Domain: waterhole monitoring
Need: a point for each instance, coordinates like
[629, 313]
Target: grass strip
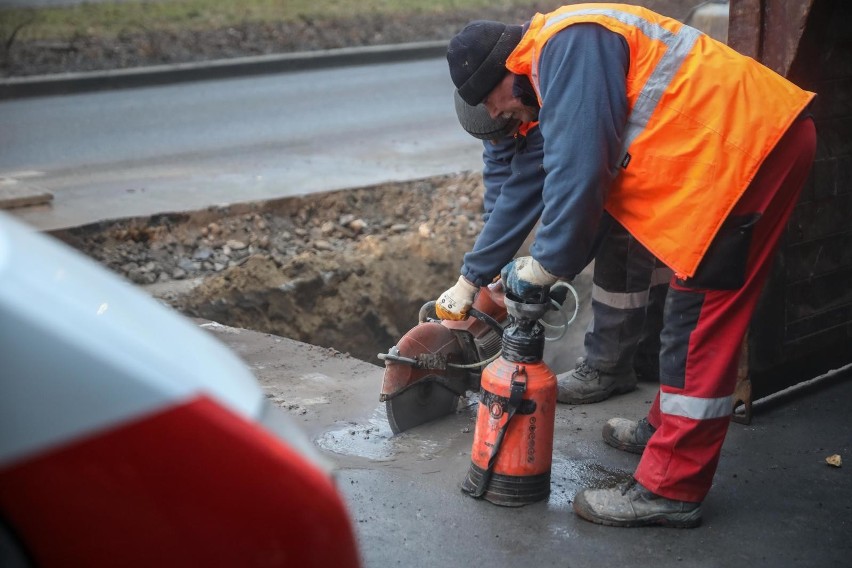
[110, 20]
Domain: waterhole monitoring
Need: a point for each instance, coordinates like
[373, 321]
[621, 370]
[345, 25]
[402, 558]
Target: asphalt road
[180, 147]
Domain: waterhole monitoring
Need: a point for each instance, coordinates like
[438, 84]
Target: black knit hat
[477, 57]
[478, 122]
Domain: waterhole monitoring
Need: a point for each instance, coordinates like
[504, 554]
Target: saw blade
[421, 403]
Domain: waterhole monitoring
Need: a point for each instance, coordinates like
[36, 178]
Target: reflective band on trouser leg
[623, 274]
[681, 457]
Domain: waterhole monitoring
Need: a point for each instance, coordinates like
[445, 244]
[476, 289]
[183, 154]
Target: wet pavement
[775, 501]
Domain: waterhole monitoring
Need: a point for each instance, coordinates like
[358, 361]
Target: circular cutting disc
[423, 402]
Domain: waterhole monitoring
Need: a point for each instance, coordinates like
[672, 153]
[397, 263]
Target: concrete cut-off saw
[438, 361]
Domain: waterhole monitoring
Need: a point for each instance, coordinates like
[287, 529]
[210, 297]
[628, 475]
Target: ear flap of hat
[477, 57]
[477, 121]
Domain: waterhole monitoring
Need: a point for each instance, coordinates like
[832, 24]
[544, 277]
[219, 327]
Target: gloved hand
[526, 279]
[455, 302]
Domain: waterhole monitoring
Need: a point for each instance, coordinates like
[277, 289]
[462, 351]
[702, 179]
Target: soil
[347, 270]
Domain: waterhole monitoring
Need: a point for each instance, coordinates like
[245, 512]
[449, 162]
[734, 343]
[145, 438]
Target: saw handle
[427, 312]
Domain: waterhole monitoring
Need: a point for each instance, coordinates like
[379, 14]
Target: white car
[130, 437]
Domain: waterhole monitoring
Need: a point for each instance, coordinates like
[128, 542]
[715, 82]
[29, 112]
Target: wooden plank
[745, 27]
[13, 194]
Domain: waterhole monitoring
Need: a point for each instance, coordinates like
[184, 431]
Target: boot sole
[660, 520]
[619, 445]
[595, 397]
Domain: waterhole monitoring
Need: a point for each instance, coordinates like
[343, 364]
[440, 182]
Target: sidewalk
[775, 501]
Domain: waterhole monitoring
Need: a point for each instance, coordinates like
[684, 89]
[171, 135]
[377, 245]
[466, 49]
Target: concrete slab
[775, 501]
[14, 193]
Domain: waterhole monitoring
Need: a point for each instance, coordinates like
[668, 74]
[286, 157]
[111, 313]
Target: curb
[70, 83]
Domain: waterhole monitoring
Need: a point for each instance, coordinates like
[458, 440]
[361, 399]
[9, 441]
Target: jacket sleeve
[516, 208]
[582, 77]
[497, 168]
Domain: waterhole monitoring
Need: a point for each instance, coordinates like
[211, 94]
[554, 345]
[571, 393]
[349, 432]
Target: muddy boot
[628, 435]
[586, 384]
[634, 506]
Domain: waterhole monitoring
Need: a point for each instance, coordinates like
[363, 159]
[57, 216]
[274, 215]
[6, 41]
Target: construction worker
[700, 153]
[629, 284]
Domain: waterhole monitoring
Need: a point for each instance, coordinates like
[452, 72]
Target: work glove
[526, 279]
[455, 302]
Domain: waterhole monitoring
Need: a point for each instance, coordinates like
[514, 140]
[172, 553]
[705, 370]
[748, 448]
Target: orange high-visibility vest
[702, 118]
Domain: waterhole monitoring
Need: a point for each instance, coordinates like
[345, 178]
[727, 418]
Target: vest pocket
[724, 264]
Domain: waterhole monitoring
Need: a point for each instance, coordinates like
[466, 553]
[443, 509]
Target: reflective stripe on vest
[696, 408]
[702, 118]
[679, 46]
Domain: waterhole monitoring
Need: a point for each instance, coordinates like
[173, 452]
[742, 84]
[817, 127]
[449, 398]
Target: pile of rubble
[347, 269]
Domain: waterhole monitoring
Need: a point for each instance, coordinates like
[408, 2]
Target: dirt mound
[348, 270]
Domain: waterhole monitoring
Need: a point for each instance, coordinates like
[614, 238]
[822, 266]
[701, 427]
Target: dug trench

ASSIGNMENT: Pictures aside, reproduce all of the data exactly.

EXERCISE OUTPUT:
Domain: waterhole monitoring
Need: a point for each instance, coordinates like
[629, 313]
Target: grass strip
[110, 20]
Domain: waterhole monitoring
Need: a point for each instance, coordinates like
[373, 321]
[621, 370]
[345, 25]
[402, 558]
Target: asphalt road
[180, 147]
Domain: waterhole monitoring
Need: a point for each instance, coordinates like
[438, 84]
Target: black knit hat
[477, 57]
[478, 122]
Domain: waterhole monitoring
Need: a point for each instance, coordinates like
[504, 554]
Target: saw blade
[421, 403]
Domain: waterhole monitoring
Need: a point for each instance, coordinates like
[36, 178]
Target: reflective band on trouser leg
[623, 274]
[681, 457]
Domain: waterhole monitoring
Need: a point for each instance, coordinates like
[445, 244]
[476, 289]
[183, 154]
Target: wet pavement
[775, 501]
Domain: waterhole monitoring
Need: a point for each instance, coordinates like
[358, 361]
Target: circular cutting disc
[423, 402]
Domain: waterhole monitoring
Need: a point for each instance, coordinates like
[672, 153]
[397, 263]
Target: concrete cut-off saw
[438, 361]
Domain: waterhole monitoring
Need: a point for each instance, coordinates like
[287, 529]
[210, 297]
[628, 475]
Target: ear flap of hat
[477, 57]
[477, 121]
Domain: waterhole monitoring
Need: a point for each instance, coordinates like
[832, 24]
[544, 277]
[219, 327]
Target: gloved hand
[526, 279]
[455, 302]
Domain: waterhole monitoring
Need: a point for each instance, coordinates like
[277, 289]
[462, 351]
[702, 179]
Target: soil
[347, 270]
Domain: waterhole monitoring
Need: a point for each instance, coordinates like
[245, 512]
[449, 162]
[734, 343]
[145, 438]
Target: saw handle
[427, 312]
Domain: waterhole monitoring
Need: a point for each instance, coordinates like
[379, 14]
Target: white car
[130, 437]
Domain: waterhole monitoring
Need: a point for each instance, coordinates like
[128, 542]
[715, 82]
[29, 112]
Target: wooden plank
[745, 27]
[13, 194]
Domain: waterhole monitoring
Need: a point for each instance, coordinates like
[184, 431]
Target: boot sole
[660, 520]
[619, 445]
[595, 397]
Domain: waterhole monitoring
Need: a point for each instance, coordinates like
[343, 364]
[440, 182]
Target: sidewalk
[775, 501]
Domain: waterhole monitoring
Need: a point for each instance, coordinates like
[684, 89]
[171, 135]
[377, 245]
[466, 49]
Target: concrete slab
[775, 501]
[14, 193]
Domain: waterhole monitoring
Need: a point for each instance, coordinates like
[668, 74]
[286, 157]
[111, 313]
Target: curb
[70, 83]
Domain: waterhole monitoring
Need: a point for each instance, coordinates like
[458, 440]
[361, 399]
[9, 441]
Target: jacket sleeve
[516, 208]
[582, 77]
[497, 168]
Domain: waterhole monitoring
Need: a point for each instance, coordinates like
[211, 94]
[554, 345]
[571, 393]
[349, 432]
Target: muddy boot
[628, 435]
[586, 384]
[634, 506]
Domain: waterhole monitoring
Need: a point for each instance, coordinates like
[363, 159]
[57, 216]
[274, 215]
[6, 41]
Target: construction worker
[700, 153]
[629, 284]
Domain: waterhole monitoring
Need: a point for each instance, coordinates like
[452, 72]
Target: work glove
[526, 279]
[455, 302]
Domain: waterhole monitoring
Need: a point for each instance, coordinates like
[514, 140]
[172, 553]
[705, 370]
[748, 448]
Target: orange high-visibility vest
[702, 118]
Domain: waterhole monitoring
Need: a point for each instance, coordinates like
[345, 178]
[727, 418]
Target: vest pocket
[724, 264]
Domain: waterhole monitoring
Need: a point for each instance, coordinates like
[466, 553]
[443, 509]
Target: reflective stripe on vest
[696, 408]
[702, 118]
[679, 46]
Domain: waterhole monitoring
Need: a point for each instance, coordinates like
[173, 452]
[742, 84]
[817, 127]
[449, 398]
Target: pile of rubble
[347, 269]
Domain: waterhole monitoring
Need: a point for each instance, coordinates like
[408, 2]
Target: dirt mound
[348, 270]
Domain: waterhole monitoring
Need: a point for each instance, coordinates like
[614, 238]
[822, 266]
[701, 427]
Target: dug trench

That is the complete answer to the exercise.